CARE and Cargill released a report entitled “A Decade of Impact in Cocoa Communities: More than Ten Years of the CARE-Cargill Partnership” of transforming lives in cocoa communities, but it has too much of a generalistic brochure feel than fact-based analysis.

CARE, is a leading humanitarian organisation and their partnership with Cargill’s goes back more than 50 years and has focused on tackling long-term approaches to some of the world’s most pressing issues, such as low agricultural productivity, poor nutritional status, lack of access to formal markets and limited economic opportunities.

This seems like a lot, and after watching CARE’s International Program Director talk in 2014 about their plans and ambitions for what they wanted to achieve by 2020, the scope of change they wanted to introduce is pretty enormous.

But this is one of the problems – I don’t know where on that list of priorities, addressing the issues of cocoa farmers in West Africa sits, and the amount of quantitative information in the report is camouflaged by a lot of vague or qualitative information. The result is that the report requires careful reading to inform an opinion, but even then you are uncertain of any conclusion.

There is a lot of page space dedicated to the partnership’s successes and what they have learnt in supporting cocoa sustainability and building better lives for cocoa farmers and their families in Ghana and Côte d’Ivoire. There is no space to mention what didn’t work, or where the strategy needed to change.

This is a shame since the project has been running for over a decade, being transparent about the failures and the changes in strategy would build trust and help the industry understand the complexity of the problems.

CARE and Cargill have been working together in Ghana since 2008 and in Côte d’Ivoire since 2010 to combat the many challenges facing the cocoa sector.

Below, we list some of the highlights of the report as they have written it themselves.

The report explains that they have made a positive difference for Ivorian and Ghanaian cocoa communities:

Harold Poelma, President of Cargill Cocoa & Chocolate said:

Cargill has been working in Côte d’Ivoire and Ghana for decades. In 2012, we launched the Cargill Cocoa Promise – our commitment to enable farmers and their communities to achieve better incomes and living standards. Longstanding partnerships like the one with CARE are crucial in achieving our commitments.

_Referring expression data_
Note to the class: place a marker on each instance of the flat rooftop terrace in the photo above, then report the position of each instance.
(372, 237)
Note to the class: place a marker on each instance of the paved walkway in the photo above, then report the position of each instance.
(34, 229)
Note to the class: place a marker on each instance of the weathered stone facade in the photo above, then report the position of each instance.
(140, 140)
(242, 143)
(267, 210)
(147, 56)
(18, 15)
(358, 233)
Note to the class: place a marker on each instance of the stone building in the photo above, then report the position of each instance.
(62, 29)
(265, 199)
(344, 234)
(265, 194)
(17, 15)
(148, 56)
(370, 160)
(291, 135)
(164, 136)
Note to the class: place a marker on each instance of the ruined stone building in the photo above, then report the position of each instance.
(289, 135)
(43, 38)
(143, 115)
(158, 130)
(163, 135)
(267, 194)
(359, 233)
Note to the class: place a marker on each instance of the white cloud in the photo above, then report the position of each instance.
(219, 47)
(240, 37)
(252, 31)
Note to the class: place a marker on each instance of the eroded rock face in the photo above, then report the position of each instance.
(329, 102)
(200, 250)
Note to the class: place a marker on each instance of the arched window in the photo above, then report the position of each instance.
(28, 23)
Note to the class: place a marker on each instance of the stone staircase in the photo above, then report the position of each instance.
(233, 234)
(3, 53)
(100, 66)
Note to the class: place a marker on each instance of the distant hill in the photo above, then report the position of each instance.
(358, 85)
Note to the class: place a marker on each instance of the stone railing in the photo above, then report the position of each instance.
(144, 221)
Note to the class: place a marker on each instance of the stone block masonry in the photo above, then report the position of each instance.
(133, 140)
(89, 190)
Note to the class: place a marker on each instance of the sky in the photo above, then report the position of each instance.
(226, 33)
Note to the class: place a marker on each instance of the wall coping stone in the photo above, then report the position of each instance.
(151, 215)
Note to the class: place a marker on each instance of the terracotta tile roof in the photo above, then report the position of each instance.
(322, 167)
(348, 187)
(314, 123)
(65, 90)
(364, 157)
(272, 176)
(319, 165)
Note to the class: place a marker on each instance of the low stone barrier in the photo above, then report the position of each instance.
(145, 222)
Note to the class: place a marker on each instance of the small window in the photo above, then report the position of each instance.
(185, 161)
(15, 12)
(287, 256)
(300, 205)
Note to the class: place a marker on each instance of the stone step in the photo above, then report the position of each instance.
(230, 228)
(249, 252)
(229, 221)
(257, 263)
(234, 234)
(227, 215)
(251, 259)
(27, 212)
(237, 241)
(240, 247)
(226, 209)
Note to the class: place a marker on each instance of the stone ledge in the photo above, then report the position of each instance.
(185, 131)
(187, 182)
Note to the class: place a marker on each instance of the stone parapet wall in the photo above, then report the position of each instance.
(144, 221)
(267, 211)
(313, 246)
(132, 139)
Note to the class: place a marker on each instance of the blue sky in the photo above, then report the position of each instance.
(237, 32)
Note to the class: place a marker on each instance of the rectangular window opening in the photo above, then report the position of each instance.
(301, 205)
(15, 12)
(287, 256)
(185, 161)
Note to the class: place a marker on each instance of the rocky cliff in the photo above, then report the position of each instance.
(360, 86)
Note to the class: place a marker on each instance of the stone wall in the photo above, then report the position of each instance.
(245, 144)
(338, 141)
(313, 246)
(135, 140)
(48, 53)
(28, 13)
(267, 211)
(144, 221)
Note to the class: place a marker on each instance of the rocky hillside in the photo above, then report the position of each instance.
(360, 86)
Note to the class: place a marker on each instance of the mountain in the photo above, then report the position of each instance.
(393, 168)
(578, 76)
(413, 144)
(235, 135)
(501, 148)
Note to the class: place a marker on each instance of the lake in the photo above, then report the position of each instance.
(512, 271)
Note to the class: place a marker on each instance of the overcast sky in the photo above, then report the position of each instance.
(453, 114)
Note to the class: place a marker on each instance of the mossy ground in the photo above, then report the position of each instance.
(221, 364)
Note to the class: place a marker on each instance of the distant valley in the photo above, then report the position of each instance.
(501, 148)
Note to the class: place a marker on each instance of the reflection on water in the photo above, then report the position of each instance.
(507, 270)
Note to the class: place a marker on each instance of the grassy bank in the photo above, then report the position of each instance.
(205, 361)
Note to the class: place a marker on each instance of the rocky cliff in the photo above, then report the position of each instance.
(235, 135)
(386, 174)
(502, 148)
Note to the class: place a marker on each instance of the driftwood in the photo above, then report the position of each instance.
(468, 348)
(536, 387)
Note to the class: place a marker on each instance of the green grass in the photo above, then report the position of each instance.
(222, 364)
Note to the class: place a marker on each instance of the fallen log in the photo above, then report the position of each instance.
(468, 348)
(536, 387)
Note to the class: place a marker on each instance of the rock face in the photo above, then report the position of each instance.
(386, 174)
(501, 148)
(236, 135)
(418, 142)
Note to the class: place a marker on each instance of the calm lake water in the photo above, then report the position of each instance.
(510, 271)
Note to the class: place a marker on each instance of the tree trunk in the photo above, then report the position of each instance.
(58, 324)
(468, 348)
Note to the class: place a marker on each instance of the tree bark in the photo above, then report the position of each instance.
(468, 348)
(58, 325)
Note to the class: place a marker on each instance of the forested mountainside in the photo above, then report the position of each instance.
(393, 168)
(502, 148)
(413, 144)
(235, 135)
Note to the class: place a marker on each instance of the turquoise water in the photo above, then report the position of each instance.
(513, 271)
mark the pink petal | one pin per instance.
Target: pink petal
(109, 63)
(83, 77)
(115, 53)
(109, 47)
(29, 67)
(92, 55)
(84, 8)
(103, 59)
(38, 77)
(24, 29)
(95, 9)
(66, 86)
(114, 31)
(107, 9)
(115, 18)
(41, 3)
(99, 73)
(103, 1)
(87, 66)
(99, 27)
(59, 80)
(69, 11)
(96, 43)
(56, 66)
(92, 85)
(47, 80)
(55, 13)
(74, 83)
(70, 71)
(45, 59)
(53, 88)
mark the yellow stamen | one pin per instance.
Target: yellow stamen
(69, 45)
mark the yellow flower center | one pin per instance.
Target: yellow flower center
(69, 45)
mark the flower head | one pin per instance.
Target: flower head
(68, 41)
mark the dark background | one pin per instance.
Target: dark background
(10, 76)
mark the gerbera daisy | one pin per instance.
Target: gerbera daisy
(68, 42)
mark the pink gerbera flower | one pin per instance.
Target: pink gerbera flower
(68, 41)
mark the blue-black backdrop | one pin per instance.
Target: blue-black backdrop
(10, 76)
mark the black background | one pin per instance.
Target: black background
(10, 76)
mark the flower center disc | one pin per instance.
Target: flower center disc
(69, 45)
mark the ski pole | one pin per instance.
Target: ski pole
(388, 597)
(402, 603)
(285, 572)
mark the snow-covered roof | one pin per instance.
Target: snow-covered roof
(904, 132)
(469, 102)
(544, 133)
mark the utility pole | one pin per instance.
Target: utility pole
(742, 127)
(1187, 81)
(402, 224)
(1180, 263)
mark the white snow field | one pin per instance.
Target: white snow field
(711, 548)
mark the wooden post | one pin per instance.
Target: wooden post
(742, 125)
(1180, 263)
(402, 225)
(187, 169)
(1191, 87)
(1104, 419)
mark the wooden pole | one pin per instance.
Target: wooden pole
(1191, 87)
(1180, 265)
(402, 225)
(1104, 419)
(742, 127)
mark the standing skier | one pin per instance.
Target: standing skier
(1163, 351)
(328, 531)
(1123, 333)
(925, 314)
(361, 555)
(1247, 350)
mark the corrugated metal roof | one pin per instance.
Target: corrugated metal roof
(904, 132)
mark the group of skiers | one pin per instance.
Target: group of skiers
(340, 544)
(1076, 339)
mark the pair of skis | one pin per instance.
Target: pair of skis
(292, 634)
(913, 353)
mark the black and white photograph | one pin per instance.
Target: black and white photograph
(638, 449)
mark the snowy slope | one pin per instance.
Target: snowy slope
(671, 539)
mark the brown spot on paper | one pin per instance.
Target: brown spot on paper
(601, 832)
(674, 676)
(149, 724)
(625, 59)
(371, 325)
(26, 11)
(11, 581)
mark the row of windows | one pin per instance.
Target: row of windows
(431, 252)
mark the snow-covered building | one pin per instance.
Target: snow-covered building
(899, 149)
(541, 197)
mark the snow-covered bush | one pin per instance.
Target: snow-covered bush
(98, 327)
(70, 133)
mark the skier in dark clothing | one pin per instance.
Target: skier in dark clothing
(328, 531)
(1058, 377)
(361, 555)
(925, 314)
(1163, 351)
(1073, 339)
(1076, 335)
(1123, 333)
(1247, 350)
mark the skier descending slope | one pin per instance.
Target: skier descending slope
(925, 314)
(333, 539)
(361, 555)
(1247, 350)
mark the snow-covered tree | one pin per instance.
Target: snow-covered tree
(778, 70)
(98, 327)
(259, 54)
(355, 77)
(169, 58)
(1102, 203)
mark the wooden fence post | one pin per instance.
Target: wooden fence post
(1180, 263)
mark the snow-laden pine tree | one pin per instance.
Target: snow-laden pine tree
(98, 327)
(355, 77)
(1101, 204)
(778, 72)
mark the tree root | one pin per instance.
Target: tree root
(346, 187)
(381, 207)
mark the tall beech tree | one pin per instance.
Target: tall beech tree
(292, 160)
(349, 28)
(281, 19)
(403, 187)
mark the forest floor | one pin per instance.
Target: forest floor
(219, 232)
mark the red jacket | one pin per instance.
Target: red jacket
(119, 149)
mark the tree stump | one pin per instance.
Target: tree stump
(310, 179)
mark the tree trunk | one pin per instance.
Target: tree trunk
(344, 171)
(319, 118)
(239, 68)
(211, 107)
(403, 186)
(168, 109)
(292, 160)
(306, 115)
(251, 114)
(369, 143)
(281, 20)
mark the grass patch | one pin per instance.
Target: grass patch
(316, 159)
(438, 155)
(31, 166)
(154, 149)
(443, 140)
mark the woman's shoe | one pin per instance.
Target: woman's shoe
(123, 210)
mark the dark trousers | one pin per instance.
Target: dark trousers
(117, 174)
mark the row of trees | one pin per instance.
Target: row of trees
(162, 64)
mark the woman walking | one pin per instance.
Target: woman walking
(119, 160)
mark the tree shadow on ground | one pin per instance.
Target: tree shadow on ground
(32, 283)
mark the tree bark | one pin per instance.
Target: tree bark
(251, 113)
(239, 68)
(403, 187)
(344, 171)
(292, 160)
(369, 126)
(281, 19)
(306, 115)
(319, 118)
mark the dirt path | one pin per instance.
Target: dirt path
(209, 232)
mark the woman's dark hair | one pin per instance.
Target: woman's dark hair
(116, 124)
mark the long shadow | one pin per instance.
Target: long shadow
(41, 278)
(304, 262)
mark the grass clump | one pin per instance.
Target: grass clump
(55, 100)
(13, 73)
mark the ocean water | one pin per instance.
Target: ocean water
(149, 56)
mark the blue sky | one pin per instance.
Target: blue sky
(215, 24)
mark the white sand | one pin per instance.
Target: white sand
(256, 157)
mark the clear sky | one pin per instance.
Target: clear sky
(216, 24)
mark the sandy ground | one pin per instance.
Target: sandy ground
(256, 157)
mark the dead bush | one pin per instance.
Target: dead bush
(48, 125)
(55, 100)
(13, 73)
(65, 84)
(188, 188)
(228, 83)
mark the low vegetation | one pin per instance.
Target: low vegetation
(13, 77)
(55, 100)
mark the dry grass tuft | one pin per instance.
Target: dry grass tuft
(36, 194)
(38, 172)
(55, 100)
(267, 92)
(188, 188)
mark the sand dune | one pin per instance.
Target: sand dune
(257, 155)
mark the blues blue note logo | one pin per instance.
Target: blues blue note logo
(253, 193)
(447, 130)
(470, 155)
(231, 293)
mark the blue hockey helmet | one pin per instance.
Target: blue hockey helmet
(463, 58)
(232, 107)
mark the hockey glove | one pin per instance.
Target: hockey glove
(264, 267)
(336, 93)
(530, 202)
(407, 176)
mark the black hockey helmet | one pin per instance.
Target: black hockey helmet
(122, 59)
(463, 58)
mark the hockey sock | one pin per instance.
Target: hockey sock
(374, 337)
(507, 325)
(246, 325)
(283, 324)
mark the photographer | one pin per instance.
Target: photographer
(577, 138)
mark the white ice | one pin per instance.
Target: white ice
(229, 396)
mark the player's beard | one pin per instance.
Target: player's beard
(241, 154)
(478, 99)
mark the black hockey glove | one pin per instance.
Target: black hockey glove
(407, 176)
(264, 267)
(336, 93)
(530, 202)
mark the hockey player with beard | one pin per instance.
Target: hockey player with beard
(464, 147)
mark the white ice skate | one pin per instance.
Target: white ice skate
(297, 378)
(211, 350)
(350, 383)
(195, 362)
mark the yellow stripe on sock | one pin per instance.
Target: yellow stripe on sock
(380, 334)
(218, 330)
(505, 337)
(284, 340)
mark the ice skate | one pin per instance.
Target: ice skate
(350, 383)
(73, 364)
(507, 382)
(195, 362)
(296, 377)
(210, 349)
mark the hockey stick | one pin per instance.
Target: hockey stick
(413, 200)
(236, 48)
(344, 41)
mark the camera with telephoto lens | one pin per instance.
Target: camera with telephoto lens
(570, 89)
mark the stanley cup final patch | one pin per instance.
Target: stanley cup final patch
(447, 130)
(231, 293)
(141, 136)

_ACTION ITEM 1_
According to the commentary on the CARE-Cargill report, in what year did Cargill launch the Cargill Cocoa Promise?
_ACTION ITEM 2_
Please resume the commentary on the CARE-Cargill report after its final sentence.
The items have no role in this work.

_EXERCISE ANSWER 1_
2012

_EXERCISE ANSWER 2_
They allow for sharing of data and learnings, help us to accelerate our impact and measure our progress.

CARE and Cargill have continued to evolve their approach over the past decade. The initial joint interventions focused on combating child labour, improving access to education, and economically empowering women.

After this, they also set out to improve access to agricultural inputs and access to financial services. Building on learnings, later programs also emphasized income diversification, improved nutrition and climate resilience.

Michelle Nunn, President and CEO at CARE said:

Our current programs place women at the heart of our interventions because we know that with the right resources, women have the power to transform entire cocoa growing communities.

Through an integrated approach to food and nutrition security, CARE’s work with Cargill focuses on providing women access to water, land, seeds, finance, and markets.

Additionally, these programs provide nutrition and social protection in times of crisis, which is especially important in light of the effects of the current COVID-19 pandemic on cocoa growing communities.

All work towards a better outcome should be recognised and applauded, but the industry deserves more transparency from the big companies. To achieve that, there should be an agreed framework of metrics that stay consistent from one year to the next so that we can mark the progress or regression against those goals.

Reports like this one could be so much clearer so that they read less like an opportunity for good publicity, and more like valuable analysis.